Продолжите отрывок о том, как правительство забыло о царской семье в Тобольске, начав сразу после его последнего предложения.

ОТРЫВОК:
=-=-=

Забывчивость, проявленная представителями власти, характерна для психологической позиции правительства. С того момента, как символ, носящий в себе угрозу монархической реставрации, был скрыт в глубине сибирских дебрей, воображаемый призрак сменялся в сознании руководящего правительственного центра реальной опасностью «республиканский реакции», как не совсем точно выразился в своих показаниях комиссии Шабловского Керенский [253]. Царская семья вышла из орбиты зрения правительства, и судьба ее была заслонена жгучими интересами текущей политической борьбы. Произошло это настолько прочно, что о «царственных пленниках» в Тобольске почти забыли. Согласно инструкции новый правительственный комиссар два раза в неделю посылал министру-председателю «срочные донесения» – и ответов не получал. В теории заключенные жили на собственный кошт, но фактически деньги шли через правительство. «Деньги уходили, а пополнений мы не получали», – вспоминал Кобылинский. Приходилось жить в кредит. В конце концов обратились к займам под векселя Кобылинского, Татищева и Долгорукова. Правительство забыло даже солдат, находившихся в охране, и до своего падения не удосужилось прислать обещанные Керенским перед отъездом «суточные». Конечно, здесь не было злого умысла. Спрошенный Соколовым, ответственный глава правительства мог только сказать: «Конечно, Врем. Прав. принимало на себя содержание самой царской семьи и всех, кто разделял с ней заключение. О том, что они терпели в Тобольске нужду в деньгах, мне никто не докладывал».

=-=-=

ИЗВЛЕЧЁННЫЕ ДАННЫЕ:
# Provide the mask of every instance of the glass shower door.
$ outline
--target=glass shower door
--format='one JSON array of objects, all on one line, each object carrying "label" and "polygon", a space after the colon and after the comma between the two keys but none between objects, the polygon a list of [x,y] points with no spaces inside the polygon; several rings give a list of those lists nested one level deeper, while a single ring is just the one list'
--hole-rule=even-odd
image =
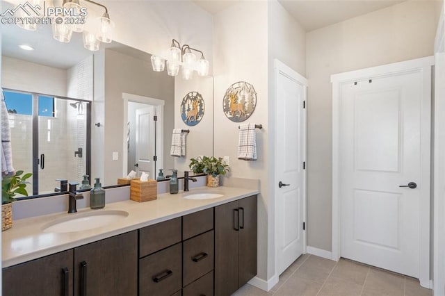
[{"label": "glass shower door", "polygon": [[87,104],[38,96],[39,194],[54,192],[58,179],[81,183],[88,173]]}]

=-=-=

ОТВЕТ:
Фактически распорядителем обихода царской семьи сделался правительственный комиссар, которому по инструкции всецело подчинен был и начальник отряда особого назначения. Самый выбор лиц, призванных наблюдать за заключенными, показывает, что революционная власть отнюдь не собиралась отягощать заключение: «Панкратов был человек умный, развитой, замечательно мягкий», – характеризует правительственного комиссара Кобылинский. Воспоминания самого Панкратова, нашедшего, по его словам, в лице Кобылинского «лучшего, благородного, добросовестного сотрудника» [254], подтверждают такую характеристику: комиссар довольно благожелательно относился к «царственным пленникам» и всегда готов был облегчить их положение в пределах полученной инструкции (на него удручающее впечатление произвело то, что при представлении ему в первый раз члены семьи выстроились в «стройную шеренгу, руки по швам – так выстраивают содержащихся в тюрьме при обходе начальства»). «Панкратов сам лично не был способен совершенно причинить сознательно зло кому-либо из семьи, но тем не менее выходило, что семья страдала», – показывал Кобылинский. Отчасти это объясняется узкой и прямолинейной демократичностью выбранного Панкратовым себе в помощники прап. Никольского, с которым старый шлиссельбуржец сошелся еще в дни ссылки в Якутской области.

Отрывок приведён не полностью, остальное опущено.